> Text extract
↓↓↓

The vast majority of women in this country are working-class women – ie, women from a class of people whose only means of livelihood is selling their labour power in return for a wage.
Fifty years ago, it was often the case that married women, especially if they had children, would cease to sell their labour power to an outside employer, but would instead confine their work to domestic duties caring for their home and children. These duties were performed as a private service for their husbands, on whom they were financially totally dependent. This relationship of dependency, arising from what was then society’s demand that married women should withdraw from social production and confine themselves to household duties, had the effect of turning women into second-class citizens.
Capitalism, however, in its greed for profit, has drawn women back into social production. Because married women relied mainly on their husbands’ wages, they did not need to demand wages that were sufficient to enable them to raise a family, so they were much cheaper to employ than men. This made a female workforce attractive to many profiteering entrepreneurs.
Today, a man’s wage is no longer sufficient to maintain a wife and family, so most women have no choice but to remain in employment despite marriage and motherhood. To the extent that women are no longer confined to domestic drudgery, and to the extent that they now have some financial independence, their status in society has greatly increased. However, it is still a fact that many women, notwithstanding the long hours spent at work, remain responsible for most of the household chores – even in some cases when working full time while their husband is unemployed!
The current crisis has led to a massive increase in unemployment and underemployment, while many workers, in order to be able to keep their jobs at all, are agreeing to lower wages and/or longer hours. This puts families under stress and often leads to family break-up. In addition, because of loss of income, many families are finding it impossible to pay their mortgages and are losing their homes.

↑↑↑

> Instructions to follow
Extract everything in the text on working-class women, from "The vast majority" down to "for a wage.", copying it word for word.

> Data segment
↓↓↓

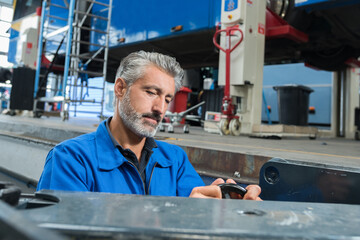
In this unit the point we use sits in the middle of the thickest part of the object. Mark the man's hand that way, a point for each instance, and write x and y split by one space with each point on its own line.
214 191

↑↑↑

> Exercise response
The vast majority of women in this country are working-class women – ie, women from a class of people whose only means of livelihood is selling their labour power in return for a wage.